- **Data section**:
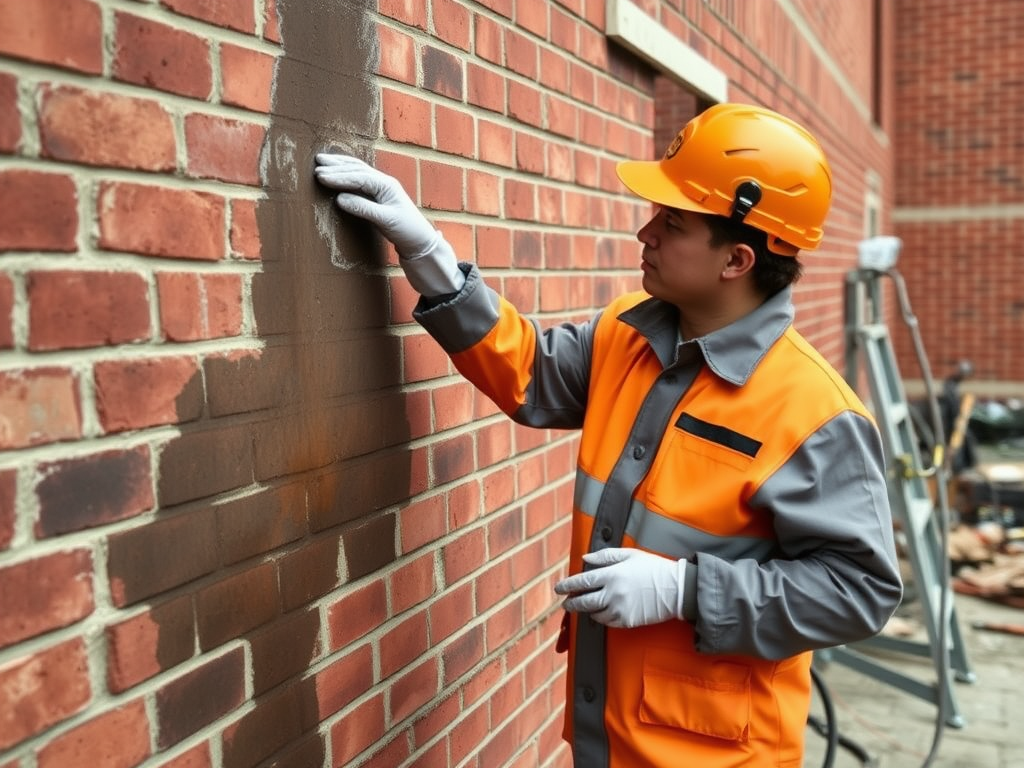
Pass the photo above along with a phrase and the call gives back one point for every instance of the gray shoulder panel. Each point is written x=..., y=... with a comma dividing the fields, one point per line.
x=836, y=580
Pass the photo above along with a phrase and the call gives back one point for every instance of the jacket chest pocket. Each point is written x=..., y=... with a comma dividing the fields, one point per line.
x=700, y=468
x=716, y=702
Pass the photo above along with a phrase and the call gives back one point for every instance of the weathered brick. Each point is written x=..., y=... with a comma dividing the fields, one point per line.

- **Try it**: Leaving the pictures aside, write out the entries above exactly.

- **Response to the exercise**:
Pass the photo above along with a phrase and the call gives back one point for every instance of the gray shoulder panel. Each point is written x=..., y=... with a comma dividing the fields, one point per line.
x=836, y=580
Pass the photo above along with a phrase and the call gives back one point for every instance of the jacket chest pocket. Each point is written x=..., y=... with a comma dividing the fields, one point per line.
x=700, y=468
x=716, y=702
Pass the photo above along with a phrase and the call gives back one point for every instance of the weathered brick. Each point is written x=..., y=... with a comma dividing the fields, one point per line.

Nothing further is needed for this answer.